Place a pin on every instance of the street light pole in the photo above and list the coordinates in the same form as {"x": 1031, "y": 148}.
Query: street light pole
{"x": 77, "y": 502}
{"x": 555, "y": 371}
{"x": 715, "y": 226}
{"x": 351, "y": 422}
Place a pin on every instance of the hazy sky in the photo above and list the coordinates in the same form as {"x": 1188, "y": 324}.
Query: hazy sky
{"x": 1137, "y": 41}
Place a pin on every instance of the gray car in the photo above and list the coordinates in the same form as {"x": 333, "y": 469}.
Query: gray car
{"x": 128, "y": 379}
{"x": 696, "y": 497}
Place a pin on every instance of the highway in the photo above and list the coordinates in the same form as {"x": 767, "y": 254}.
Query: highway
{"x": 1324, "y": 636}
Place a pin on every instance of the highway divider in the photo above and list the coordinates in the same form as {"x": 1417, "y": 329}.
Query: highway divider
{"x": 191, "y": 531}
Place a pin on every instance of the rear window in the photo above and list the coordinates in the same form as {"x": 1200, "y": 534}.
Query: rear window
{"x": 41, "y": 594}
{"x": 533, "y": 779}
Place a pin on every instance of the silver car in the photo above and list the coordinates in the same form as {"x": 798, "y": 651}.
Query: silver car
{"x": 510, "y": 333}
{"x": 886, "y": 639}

+ + +

SET PROBLEM: Revise the data above, replacing each "Query" with "Label" and leaving every other part unchanged.

EXERCISE RESULT:
Place a pin on every instance of the street light pole in the photo above and list the coordinates in the same form as {"x": 1031, "y": 148}.
Label: street light pole
{"x": 77, "y": 502}
{"x": 555, "y": 371}
{"x": 715, "y": 226}
{"x": 351, "y": 422}
Place a pin on every instance of the hazy sky in the photo above and list the coordinates in the same form as {"x": 1188, "y": 324}.
Label: hazy sky
{"x": 1137, "y": 41}
Place a pin on every instance of the gray car in the photo above and list the coordinates in the same form as {"x": 333, "y": 469}.
Label: gray car
{"x": 128, "y": 379}
{"x": 696, "y": 497}
Place a pin on every instance of the highway in the photo above and list the coordinates in the same form as {"x": 767, "y": 254}.
Label: highway
{"x": 1324, "y": 636}
Place a pin on every instance of the highway divider in the photo above and list the coordinates in the same form as {"x": 1417, "y": 329}.
Label: highway divider
{"x": 191, "y": 531}
Place a pin on every instance of the rear window in the photo above and list the coordinates in the same form as {"x": 1200, "y": 534}.
Label: rear window
{"x": 41, "y": 594}
{"x": 533, "y": 779}
Place a pin on every instance of the silver car in the photo above and list the coordinates in the same form as {"x": 798, "y": 651}.
Label: silver car
{"x": 510, "y": 333}
{"x": 886, "y": 639}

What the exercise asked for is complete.